▶ _What is asked_:
Please rewrite the lines from the one containing "Could you kindly pick out the thin" up to and including the final line of the entries as a numbered list, omitting any blank lines.

□ □ □ □ □

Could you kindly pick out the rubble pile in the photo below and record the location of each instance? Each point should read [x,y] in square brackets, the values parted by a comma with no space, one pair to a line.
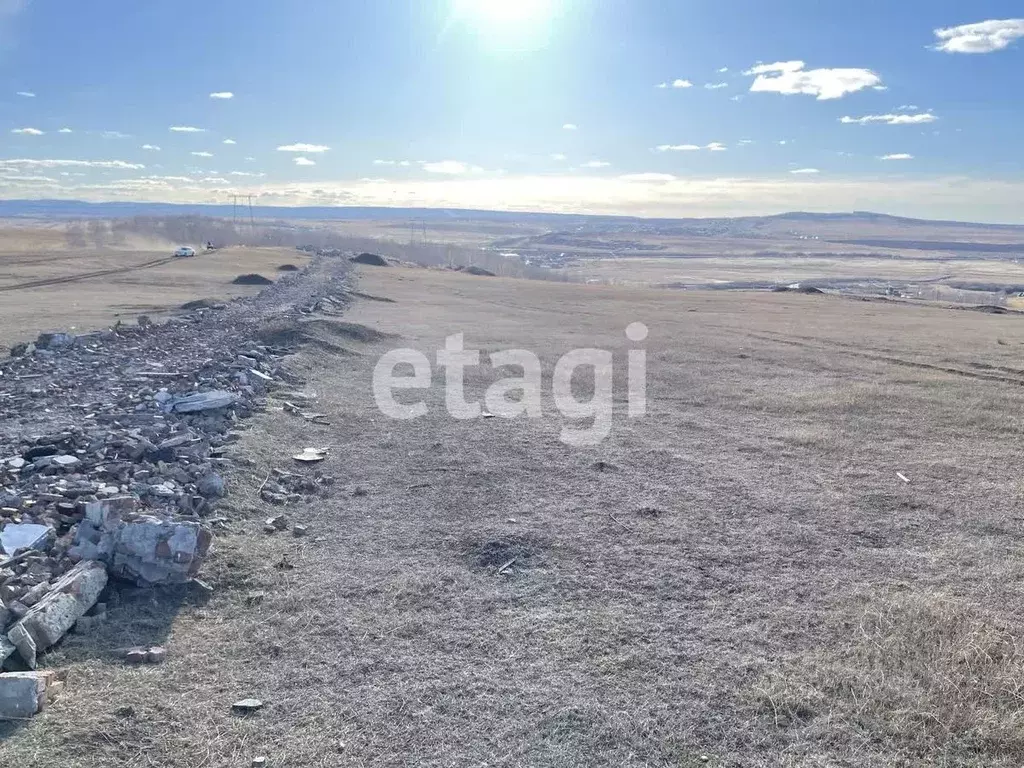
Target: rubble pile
[113,449]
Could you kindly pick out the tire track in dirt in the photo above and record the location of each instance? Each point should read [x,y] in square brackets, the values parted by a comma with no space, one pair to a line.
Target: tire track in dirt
[842,348]
[87,275]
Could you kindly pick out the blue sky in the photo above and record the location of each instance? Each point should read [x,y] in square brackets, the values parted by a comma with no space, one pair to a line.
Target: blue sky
[687,108]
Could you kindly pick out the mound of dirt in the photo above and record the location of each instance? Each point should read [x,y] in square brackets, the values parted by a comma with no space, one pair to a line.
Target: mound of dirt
[205,304]
[252,279]
[372,259]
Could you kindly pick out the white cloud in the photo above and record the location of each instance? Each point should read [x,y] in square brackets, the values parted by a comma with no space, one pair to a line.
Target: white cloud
[962,198]
[303,147]
[919,119]
[713,146]
[647,177]
[791,78]
[982,37]
[451,167]
[104,164]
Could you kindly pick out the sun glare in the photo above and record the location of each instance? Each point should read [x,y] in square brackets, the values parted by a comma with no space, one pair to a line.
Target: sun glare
[504,16]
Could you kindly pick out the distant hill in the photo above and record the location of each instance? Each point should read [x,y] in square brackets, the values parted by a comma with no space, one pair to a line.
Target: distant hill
[81,209]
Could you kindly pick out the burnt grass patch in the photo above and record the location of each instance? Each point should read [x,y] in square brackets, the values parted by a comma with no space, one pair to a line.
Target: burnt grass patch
[495,553]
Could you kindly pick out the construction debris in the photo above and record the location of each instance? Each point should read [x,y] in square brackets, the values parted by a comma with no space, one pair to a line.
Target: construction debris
[49,620]
[26,693]
[113,451]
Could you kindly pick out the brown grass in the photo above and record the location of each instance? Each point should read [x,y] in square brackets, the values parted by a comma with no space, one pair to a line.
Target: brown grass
[749,584]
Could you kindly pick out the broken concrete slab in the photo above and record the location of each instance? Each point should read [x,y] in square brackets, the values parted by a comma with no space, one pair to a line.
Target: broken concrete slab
[55,613]
[26,693]
[202,401]
[16,536]
[154,551]
[144,549]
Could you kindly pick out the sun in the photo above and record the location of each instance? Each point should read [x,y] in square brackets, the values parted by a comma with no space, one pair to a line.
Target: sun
[503,11]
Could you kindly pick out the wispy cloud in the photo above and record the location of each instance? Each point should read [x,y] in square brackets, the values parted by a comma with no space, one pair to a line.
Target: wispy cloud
[103,164]
[713,146]
[982,37]
[303,147]
[790,78]
[451,167]
[919,119]
[647,177]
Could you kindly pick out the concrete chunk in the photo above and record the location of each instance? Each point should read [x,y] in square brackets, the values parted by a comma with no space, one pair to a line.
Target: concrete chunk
[26,693]
[23,536]
[55,613]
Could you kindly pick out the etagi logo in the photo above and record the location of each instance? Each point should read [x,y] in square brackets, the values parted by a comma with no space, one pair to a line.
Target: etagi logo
[520,395]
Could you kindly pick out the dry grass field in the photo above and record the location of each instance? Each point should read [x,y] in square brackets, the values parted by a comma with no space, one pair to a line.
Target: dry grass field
[47,286]
[739,579]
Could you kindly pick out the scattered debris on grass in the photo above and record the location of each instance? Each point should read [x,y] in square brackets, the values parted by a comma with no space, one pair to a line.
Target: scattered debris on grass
[113,446]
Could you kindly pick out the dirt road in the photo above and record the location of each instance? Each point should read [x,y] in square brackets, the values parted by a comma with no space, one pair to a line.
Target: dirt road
[741,578]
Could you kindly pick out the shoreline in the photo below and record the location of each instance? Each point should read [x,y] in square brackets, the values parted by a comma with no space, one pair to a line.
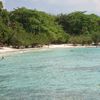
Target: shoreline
[4,51]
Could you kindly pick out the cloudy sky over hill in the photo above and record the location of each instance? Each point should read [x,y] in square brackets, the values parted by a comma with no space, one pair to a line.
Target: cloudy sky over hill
[56,6]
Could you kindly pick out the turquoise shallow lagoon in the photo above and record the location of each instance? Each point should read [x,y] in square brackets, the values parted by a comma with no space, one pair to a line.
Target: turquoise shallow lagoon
[55,74]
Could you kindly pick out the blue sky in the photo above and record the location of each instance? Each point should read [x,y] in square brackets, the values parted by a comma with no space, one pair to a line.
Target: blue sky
[56,6]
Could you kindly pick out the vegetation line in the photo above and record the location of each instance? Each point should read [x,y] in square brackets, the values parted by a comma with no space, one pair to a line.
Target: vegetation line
[31,28]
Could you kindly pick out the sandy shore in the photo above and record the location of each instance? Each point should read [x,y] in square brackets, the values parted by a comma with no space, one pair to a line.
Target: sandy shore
[7,50]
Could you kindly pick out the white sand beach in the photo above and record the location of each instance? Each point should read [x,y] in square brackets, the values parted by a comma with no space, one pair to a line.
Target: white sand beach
[8,50]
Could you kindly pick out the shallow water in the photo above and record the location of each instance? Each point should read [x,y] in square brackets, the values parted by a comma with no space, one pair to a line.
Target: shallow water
[56,74]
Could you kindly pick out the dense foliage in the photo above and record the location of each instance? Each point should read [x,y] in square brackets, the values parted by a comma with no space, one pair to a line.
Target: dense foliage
[26,27]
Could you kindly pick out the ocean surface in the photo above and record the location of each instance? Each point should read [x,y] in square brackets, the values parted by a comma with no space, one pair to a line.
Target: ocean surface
[54,74]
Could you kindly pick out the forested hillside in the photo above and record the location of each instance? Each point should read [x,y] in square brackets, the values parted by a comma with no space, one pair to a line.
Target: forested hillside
[26,27]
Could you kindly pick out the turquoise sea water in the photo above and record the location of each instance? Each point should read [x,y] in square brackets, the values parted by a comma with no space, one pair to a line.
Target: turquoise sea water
[55,74]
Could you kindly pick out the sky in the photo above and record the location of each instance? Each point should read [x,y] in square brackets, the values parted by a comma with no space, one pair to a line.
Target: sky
[56,6]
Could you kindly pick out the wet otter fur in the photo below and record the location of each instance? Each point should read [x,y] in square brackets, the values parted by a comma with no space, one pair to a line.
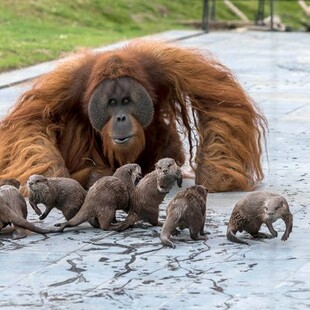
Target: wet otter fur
[186,210]
[107,195]
[64,194]
[150,192]
[13,210]
[259,208]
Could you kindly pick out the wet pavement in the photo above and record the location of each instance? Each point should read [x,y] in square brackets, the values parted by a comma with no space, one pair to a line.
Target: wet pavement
[84,268]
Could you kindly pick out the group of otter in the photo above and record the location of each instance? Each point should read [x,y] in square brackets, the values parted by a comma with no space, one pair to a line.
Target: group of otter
[140,198]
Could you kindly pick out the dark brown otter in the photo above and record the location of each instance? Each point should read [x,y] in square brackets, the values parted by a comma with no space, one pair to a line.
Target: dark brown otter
[107,195]
[13,210]
[255,209]
[150,192]
[186,210]
[64,194]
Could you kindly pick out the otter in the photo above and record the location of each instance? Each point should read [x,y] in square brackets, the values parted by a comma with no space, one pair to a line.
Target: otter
[13,210]
[150,192]
[186,210]
[108,194]
[64,194]
[255,209]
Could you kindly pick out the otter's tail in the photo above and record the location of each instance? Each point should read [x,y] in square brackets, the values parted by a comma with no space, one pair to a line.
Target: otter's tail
[232,237]
[82,216]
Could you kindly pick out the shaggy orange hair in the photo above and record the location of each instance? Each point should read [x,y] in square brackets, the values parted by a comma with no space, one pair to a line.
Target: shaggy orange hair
[48,132]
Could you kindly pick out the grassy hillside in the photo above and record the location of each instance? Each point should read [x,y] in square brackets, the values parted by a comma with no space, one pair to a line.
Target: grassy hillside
[33,31]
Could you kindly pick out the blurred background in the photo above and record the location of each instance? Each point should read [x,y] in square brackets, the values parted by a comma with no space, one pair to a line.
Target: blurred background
[33,31]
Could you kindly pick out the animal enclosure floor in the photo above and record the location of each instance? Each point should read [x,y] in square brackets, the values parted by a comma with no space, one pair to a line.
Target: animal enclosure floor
[86,268]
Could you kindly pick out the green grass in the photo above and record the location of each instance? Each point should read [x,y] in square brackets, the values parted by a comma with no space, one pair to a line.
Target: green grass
[33,31]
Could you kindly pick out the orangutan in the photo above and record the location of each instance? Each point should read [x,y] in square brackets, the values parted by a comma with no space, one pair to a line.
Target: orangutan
[99,110]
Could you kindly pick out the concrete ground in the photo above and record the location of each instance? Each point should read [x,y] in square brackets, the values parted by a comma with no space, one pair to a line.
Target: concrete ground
[86,268]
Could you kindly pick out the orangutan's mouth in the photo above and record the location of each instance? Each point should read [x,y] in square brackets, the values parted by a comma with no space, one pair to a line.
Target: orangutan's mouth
[122,140]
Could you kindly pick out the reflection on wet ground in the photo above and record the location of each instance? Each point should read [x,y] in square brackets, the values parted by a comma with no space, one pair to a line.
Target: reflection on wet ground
[84,267]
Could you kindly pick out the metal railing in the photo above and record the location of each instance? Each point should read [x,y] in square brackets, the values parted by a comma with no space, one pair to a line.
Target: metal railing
[209,13]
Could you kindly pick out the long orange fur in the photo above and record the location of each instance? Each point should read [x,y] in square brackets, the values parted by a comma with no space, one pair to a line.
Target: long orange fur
[48,131]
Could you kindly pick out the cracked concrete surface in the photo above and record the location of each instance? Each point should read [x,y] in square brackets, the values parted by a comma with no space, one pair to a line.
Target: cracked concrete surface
[84,268]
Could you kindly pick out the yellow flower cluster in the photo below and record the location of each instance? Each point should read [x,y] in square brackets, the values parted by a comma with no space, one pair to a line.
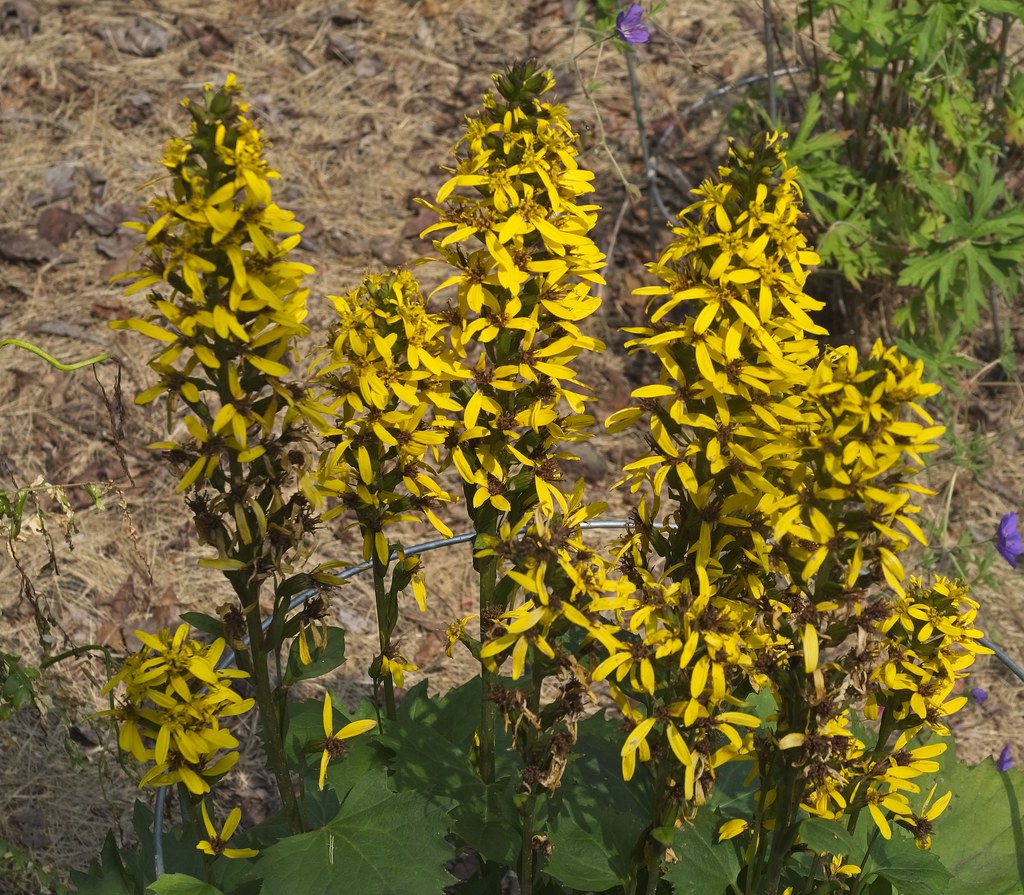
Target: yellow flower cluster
[779,501]
[171,708]
[930,644]
[518,242]
[388,376]
[227,305]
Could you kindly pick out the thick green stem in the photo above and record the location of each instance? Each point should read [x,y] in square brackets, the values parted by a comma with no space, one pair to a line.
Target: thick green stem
[785,829]
[526,847]
[386,613]
[273,742]
[487,569]
[190,818]
[653,869]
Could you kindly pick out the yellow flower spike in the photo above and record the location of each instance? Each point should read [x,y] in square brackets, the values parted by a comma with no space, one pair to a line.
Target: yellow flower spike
[732,828]
[636,744]
[335,746]
[217,842]
[810,644]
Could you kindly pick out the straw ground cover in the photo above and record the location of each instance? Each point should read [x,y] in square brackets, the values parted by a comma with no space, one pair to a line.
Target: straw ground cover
[361,101]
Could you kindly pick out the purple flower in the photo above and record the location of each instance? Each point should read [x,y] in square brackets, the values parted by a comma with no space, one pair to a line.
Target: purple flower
[629,26]
[1008,539]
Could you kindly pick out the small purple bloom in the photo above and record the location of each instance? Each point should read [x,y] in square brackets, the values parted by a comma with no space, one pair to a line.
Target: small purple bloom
[1008,539]
[630,27]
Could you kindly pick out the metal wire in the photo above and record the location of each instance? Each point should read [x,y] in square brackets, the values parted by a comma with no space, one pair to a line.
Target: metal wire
[227,658]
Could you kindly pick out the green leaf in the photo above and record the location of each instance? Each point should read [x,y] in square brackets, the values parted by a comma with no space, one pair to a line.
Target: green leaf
[909,868]
[705,867]
[179,884]
[826,837]
[326,659]
[980,837]
[107,875]
[381,842]
[486,819]
[597,817]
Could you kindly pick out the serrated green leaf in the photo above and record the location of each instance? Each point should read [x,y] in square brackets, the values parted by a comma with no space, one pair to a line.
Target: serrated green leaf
[705,867]
[597,818]
[909,868]
[324,661]
[485,818]
[381,842]
[179,884]
[826,837]
[980,837]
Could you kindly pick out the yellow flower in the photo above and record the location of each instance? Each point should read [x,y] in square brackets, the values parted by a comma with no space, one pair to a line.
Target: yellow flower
[922,824]
[731,828]
[217,843]
[334,744]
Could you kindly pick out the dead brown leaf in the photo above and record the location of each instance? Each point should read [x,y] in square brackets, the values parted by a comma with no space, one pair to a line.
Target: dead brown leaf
[56,224]
[15,246]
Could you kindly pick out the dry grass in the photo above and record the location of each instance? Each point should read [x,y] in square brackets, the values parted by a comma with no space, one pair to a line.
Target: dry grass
[354,141]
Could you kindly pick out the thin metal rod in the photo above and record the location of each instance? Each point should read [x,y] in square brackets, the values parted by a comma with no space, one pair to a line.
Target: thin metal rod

□ □ □ □ □

▶ _Expected output_:
1. Could you kindly pick out the thin metal rod in the photo above and record the location of each instance? Each point should read [x,y] in square brackets, the values parted by a comma with no space, one pair to a line.
2. Target: thin metal rod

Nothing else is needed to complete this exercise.